### [Task description]
Reproduce the lines below from the one that contains "Ground shiny textured" through the end, inclusive, and add nothing.

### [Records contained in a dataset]
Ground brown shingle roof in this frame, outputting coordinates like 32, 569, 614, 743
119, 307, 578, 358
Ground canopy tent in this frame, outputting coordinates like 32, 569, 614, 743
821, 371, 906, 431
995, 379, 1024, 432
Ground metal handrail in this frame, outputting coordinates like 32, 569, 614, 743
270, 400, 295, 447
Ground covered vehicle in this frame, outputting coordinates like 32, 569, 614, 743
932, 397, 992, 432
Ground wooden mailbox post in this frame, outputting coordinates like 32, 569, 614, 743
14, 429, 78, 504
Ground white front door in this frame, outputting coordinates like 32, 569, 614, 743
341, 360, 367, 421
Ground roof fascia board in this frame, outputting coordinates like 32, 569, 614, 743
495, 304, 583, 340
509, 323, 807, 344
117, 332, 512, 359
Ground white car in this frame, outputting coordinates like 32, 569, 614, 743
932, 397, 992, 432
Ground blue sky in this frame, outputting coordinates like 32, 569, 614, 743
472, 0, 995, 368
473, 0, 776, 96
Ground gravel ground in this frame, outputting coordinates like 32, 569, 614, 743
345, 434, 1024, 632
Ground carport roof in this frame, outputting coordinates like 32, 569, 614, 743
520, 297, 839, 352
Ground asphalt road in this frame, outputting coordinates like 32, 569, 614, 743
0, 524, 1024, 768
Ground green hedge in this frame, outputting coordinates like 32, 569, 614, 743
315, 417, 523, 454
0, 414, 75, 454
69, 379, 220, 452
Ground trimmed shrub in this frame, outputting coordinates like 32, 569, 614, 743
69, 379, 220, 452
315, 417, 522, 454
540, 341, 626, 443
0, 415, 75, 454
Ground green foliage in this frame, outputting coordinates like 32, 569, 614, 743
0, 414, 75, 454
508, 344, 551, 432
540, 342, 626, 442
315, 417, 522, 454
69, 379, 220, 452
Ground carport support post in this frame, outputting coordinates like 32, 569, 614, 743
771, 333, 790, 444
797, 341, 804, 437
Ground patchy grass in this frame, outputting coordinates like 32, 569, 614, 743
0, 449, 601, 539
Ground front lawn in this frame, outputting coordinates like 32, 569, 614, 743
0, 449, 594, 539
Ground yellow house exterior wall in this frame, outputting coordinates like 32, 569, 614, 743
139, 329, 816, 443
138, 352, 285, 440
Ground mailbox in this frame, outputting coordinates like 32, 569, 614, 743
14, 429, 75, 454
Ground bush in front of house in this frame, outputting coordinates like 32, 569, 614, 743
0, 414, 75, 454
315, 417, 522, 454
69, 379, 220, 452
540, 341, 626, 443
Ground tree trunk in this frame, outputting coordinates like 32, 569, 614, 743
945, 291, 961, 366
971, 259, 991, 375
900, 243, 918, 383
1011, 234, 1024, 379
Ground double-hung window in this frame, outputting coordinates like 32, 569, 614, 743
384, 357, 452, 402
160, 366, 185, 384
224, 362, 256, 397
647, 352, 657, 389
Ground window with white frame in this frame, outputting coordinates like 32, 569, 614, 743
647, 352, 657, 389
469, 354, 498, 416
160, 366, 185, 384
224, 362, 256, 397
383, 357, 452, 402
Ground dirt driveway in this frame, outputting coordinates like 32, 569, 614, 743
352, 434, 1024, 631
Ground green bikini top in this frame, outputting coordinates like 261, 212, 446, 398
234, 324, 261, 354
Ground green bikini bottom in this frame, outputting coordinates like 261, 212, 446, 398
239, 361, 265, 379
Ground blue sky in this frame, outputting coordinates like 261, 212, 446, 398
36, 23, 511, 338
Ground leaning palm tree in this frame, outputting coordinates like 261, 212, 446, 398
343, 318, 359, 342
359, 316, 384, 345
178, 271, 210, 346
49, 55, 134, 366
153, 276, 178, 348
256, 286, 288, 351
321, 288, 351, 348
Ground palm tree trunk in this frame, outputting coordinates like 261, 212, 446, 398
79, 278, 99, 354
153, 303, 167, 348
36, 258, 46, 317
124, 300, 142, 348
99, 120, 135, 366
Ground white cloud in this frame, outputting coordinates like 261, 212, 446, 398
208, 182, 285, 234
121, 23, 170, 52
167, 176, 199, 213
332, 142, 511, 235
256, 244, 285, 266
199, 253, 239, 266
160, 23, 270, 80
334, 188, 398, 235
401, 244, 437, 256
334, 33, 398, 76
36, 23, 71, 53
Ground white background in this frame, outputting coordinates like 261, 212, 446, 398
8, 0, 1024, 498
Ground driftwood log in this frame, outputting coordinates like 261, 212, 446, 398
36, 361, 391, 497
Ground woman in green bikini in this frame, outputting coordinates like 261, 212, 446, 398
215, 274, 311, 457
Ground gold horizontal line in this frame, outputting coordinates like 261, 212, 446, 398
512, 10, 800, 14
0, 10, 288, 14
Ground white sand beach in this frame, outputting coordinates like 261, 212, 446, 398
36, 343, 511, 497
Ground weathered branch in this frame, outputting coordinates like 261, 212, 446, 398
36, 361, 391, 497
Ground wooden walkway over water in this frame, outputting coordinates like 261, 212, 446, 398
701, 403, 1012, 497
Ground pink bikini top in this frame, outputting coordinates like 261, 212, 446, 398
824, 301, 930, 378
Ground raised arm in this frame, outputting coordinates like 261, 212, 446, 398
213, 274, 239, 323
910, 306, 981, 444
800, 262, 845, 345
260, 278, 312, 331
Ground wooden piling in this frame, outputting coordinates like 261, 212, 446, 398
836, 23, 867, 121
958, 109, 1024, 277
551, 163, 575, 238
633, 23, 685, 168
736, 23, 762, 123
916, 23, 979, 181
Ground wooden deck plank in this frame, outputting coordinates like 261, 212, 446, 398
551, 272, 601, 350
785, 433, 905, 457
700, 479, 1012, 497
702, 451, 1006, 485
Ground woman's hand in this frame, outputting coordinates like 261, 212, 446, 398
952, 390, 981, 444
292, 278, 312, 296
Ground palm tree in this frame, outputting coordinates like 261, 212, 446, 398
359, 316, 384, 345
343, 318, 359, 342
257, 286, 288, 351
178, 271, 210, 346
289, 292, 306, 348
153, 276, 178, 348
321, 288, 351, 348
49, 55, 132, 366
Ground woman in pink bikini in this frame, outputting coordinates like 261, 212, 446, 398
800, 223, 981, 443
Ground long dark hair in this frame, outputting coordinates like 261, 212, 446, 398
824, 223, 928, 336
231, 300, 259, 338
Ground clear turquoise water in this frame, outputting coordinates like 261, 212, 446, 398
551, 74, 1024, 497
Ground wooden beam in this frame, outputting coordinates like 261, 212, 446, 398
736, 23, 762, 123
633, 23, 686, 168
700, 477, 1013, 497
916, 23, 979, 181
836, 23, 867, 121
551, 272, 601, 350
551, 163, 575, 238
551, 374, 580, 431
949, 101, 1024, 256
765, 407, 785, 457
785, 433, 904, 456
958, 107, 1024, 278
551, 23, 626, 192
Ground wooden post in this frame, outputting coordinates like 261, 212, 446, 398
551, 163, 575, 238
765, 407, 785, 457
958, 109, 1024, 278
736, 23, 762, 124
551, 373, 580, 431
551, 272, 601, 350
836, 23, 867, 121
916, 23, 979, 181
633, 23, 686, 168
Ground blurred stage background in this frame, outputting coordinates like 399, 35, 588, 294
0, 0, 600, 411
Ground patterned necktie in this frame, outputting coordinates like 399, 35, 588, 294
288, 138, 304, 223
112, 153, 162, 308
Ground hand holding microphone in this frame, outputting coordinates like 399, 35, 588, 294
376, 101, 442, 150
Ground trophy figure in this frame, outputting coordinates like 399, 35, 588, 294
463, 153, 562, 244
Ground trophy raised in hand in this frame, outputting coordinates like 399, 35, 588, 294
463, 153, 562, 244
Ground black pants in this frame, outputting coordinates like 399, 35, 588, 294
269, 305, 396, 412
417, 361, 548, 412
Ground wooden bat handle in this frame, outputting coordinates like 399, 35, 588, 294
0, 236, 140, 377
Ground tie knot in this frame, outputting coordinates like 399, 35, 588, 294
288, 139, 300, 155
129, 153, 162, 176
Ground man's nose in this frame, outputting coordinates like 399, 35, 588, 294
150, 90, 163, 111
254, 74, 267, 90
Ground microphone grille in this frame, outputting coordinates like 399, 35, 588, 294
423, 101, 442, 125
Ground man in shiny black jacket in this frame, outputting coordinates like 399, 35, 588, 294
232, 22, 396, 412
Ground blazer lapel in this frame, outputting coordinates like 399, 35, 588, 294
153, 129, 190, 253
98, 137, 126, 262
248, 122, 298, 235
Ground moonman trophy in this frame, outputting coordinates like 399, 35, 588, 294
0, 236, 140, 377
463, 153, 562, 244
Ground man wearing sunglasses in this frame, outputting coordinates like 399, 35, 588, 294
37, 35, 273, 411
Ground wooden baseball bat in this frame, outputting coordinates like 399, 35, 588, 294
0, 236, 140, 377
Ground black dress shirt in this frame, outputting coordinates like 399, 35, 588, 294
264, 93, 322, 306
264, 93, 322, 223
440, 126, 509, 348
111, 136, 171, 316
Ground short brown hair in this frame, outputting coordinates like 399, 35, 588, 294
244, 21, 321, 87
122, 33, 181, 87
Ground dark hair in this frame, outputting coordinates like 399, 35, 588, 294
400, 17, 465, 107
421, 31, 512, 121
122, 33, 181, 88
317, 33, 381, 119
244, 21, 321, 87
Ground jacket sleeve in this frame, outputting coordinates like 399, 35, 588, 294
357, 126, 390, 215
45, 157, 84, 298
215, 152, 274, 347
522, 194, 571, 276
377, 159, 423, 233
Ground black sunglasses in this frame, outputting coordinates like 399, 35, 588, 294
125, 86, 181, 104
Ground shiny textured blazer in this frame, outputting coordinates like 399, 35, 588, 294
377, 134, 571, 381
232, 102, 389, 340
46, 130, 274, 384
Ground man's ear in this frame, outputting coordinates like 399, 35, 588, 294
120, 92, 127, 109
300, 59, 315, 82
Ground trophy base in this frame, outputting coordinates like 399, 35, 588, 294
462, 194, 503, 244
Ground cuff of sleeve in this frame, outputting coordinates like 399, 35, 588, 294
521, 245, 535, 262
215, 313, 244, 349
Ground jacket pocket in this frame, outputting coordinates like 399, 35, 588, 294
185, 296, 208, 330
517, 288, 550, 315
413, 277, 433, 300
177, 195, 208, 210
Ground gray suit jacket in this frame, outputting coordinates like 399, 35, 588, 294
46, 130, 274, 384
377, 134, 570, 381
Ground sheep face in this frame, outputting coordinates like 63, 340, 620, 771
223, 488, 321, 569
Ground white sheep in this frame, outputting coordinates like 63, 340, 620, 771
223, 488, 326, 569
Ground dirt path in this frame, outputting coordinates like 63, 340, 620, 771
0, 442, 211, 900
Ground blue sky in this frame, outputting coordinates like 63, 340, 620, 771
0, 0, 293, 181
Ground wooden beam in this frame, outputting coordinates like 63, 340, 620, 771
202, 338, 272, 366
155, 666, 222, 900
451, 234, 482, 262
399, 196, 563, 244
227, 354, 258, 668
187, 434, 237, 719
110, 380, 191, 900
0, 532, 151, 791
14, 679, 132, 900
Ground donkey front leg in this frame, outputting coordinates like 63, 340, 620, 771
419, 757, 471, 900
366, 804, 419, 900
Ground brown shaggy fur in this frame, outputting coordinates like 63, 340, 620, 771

### [Full response]
Ground shiny textured blazer in this frame, outputting coordinates like 399, 35, 588, 294
377, 134, 571, 381
232, 102, 389, 340
46, 130, 274, 384
Ground man's ear in this frame, outputting coordinates like 399, 35, 588, 294
120, 92, 127, 109
300, 59, 315, 82
Ground trophy base in this frame, outputting coordinates like 399, 35, 588, 294
462, 194, 503, 244
Ground cuff of sleeve in this frame, outputting coordinates like 399, 35, 588, 294
521, 245, 535, 262
215, 313, 244, 349
Ground jacket pocket in this frame, outputting coordinates like 399, 35, 588, 294
185, 296, 208, 330
517, 288, 550, 315
413, 277, 433, 300
177, 195, 208, 210
Ground gray suit jacket in this frame, outputting coordinates like 399, 35, 588, 294
46, 130, 274, 384
377, 134, 570, 381
Ground sheep face in this frame, outputting coordinates like 63, 340, 620, 771
223, 488, 321, 569
Ground white sheep in this frame, outputting coordinates like 63, 340, 620, 771
223, 488, 326, 569
Ground dirt path in this frame, outputting coordinates like 63, 340, 620, 771
0, 442, 211, 900
Ground blue sky in this frame, outputting coordinates like 63, 340, 620, 771
0, 0, 293, 181
Ground wooden beam in this frame, outputting coordinates like 63, 340, 620, 771
202, 338, 272, 366
155, 666, 222, 900
451, 234, 482, 262
399, 196, 563, 244
227, 354, 258, 668
187, 434, 237, 719
110, 380, 191, 900
0, 532, 151, 791
14, 679, 132, 900
Ground donkey front leg in this frame, outputting coordinates like 63, 340, 620, 771
419, 757, 471, 900
366, 804, 419, 900
Ground brown shaggy fur in this frame, outputting coordinates like 63, 340, 620, 771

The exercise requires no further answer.